REQUIRED WORK
Will you output all of the data below exactly, omitting the images?

======== THE INPUT

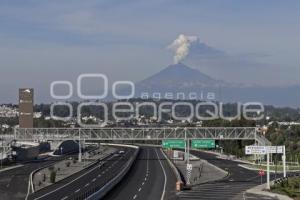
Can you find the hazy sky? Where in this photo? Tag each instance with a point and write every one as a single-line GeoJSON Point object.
{"type": "Point", "coordinates": [42, 41]}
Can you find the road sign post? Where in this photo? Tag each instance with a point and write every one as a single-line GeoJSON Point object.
{"type": "Point", "coordinates": [262, 150]}
{"type": "Point", "coordinates": [268, 171]}
{"type": "Point", "coordinates": [284, 162]}
{"type": "Point", "coordinates": [171, 144]}
{"type": "Point", "coordinates": [261, 174]}
{"type": "Point", "coordinates": [203, 144]}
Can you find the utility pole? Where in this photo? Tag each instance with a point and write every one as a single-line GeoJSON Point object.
{"type": "Point", "coordinates": [268, 171]}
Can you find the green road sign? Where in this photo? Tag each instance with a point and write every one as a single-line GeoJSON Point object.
{"type": "Point", "coordinates": [169, 144]}
{"type": "Point", "coordinates": [203, 144]}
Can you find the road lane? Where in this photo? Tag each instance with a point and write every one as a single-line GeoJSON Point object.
{"type": "Point", "coordinates": [149, 178]}
{"type": "Point", "coordinates": [88, 181]}
{"type": "Point", "coordinates": [233, 187]}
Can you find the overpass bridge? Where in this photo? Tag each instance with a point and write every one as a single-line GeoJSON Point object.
{"type": "Point", "coordinates": [140, 134]}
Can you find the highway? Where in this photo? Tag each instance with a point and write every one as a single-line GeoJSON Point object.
{"type": "Point", "coordinates": [86, 182]}
{"type": "Point", "coordinates": [151, 178]}
{"type": "Point", "coordinates": [233, 187]}
{"type": "Point", "coordinates": [14, 182]}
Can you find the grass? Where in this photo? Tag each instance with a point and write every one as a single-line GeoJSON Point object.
{"type": "Point", "coordinates": [290, 187]}
{"type": "Point", "coordinates": [273, 167]}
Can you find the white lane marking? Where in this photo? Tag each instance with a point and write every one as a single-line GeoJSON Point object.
{"type": "Point", "coordinates": [165, 183]}
{"type": "Point", "coordinates": [77, 191]}
{"type": "Point", "coordinates": [65, 198]}
{"type": "Point", "coordinates": [93, 169]}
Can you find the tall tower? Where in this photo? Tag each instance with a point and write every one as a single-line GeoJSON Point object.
{"type": "Point", "coordinates": [26, 107]}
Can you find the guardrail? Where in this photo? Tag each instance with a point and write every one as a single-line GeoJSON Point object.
{"type": "Point", "coordinates": [97, 193]}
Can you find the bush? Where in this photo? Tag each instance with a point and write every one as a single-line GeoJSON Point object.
{"type": "Point", "coordinates": [52, 176]}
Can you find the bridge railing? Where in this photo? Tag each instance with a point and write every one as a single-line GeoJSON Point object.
{"type": "Point", "coordinates": [145, 133]}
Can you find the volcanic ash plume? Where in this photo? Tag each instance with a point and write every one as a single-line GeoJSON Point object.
{"type": "Point", "coordinates": [181, 46]}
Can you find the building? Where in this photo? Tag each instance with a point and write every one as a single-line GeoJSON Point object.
{"type": "Point", "coordinates": [26, 107]}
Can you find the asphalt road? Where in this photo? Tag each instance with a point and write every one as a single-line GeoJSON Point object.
{"type": "Point", "coordinates": [86, 182]}
{"type": "Point", "coordinates": [14, 182]}
{"type": "Point", "coordinates": [150, 178]}
{"type": "Point", "coordinates": [232, 187]}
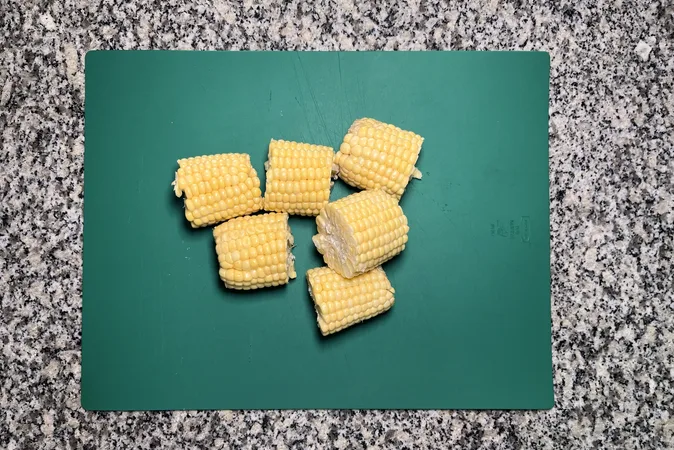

================

ANSWER FOR THE TASK
Can you find the hazy sky? Where in this photo? Tag each instance with a point and write every one as a single-line GeoJSON Point object.
{"type": "Point", "coordinates": [42, 41]}
Can you find the road sign post? Where in this photo? Tag each instance with a point and write every one as a single-line GeoJSON Point object.
{"type": "Point", "coordinates": [262, 150]}
{"type": "Point", "coordinates": [268, 171]}
{"type": "Point", "coordinates": [284, 162]}
{"type": "Point", "coordinates": [171, 144]}
{"type": "Point", "coordinates": [261, 174]}
{"type": "Point", "coordinates": [203, 144]}
Can you find the utility pole? Where in this photo? Tag each instance with a point and write every one as a single-line GeoJSON Point object.
{"type": "Point", "coordinates": [268, 171]}
Can you find the green road sign? Where in this photo? Tag each instance with a point and write every one as a single-line GeoJSON Point object.
{"type": "Point", "coordinates": [169, 144]}
{"type": "Point", "coordinates": [203, 144]}
Can you find the road lane? Where in this photo? Tag each instance with a point and write every one as a single-line GeoJSON Point object.
{"type": "Point", "coordinates": [149, 178]}
{"type": "Point", "coordinates": [88, 181]}
{"type": "Point", "coordinates": [233, 187]}
Can you find the overpass bridge? Where in this photo? Tag each instance with a point and write every one as a single-line GeoJSON Point object.
{"type": "Point", "coordinates": [140, 134]}
Can you find the highway? Where in this photo? Tag each instance with a point and write every one as a single-line GeoJSON Point object.
{"type": "Point", "coordinates": [86, 182]}
{"type": "Point", "coordinates": [151, 178]}
{"type": "Point", "coordinates": [233, 187]}
{"type": "Point", "coordinates": [14, 182]}
Can you find the grass? Where in this photo? Tag each instance with a point and write every one as a single-line GeoJSON Point object.
{"type": "Point", "coordinates": [290, 187]}
{"type": "Point", "coordinates": [273, 167]}
Can you find the white lane marking? Where in this photo? Tag each instance with a point and write every one as a single-line GeoJSON Point object.
{"type": "Point", "coordinates": [165, 183]}
{"type": "Point", "coordinates": [77, 191]}
{"type": "Point", "coordinates": [65, 198]}
{"type": "Point", "coordinates": [93, 169]}
Can you find the tall tower? Where in this photo? Tag each instance with a point and write every one as a single-line GeoJSON Point object.
{"type": "Point", "coordinates": [26, 107]}
Can you find the guardrail? Where in this photo? Tag each instance with a point and write every one as a single-line GeoJSON Point object.
{"type": "Point", "coordinates": [97, 193]}
Can you find the bush? Where in this photo? Tag each instance with a point and write every one as a single-line GeoJSON Point object.
{"type": "Point", "coordinates": [52, 176]}
Can you find the bridge railing? Where in this photo? Tag each instance with a point and write every one as a single-line GeoJSON Point object.
{"type": "Point", "coordinates": [145, 133]}
Can you find the volcanic ash plume? Where in this photo? Tag each instance with a point and write every one as a single-line GeoJSON Point object.
{"type": "Point", "coordinates": [181, 46]}
Can you find the building? Where in this photo? Tag each instance with a point and write every one as a single-line GeoJSON Point object.
{"type": "Point", "coordinates": [26, 107]}
Can you find the asphalt road? Where in this photo? Tag each instance with a point and write every one as a single-line GeoJSON Point object.
{"type": "Point", "coordinates": [86, 182]}
{"type": "Point", "coordinates": [14, 182]}
{"type": "Point", "coordinates": [150, 178]}
{"type": "Point", "coordinates": [232, 187]}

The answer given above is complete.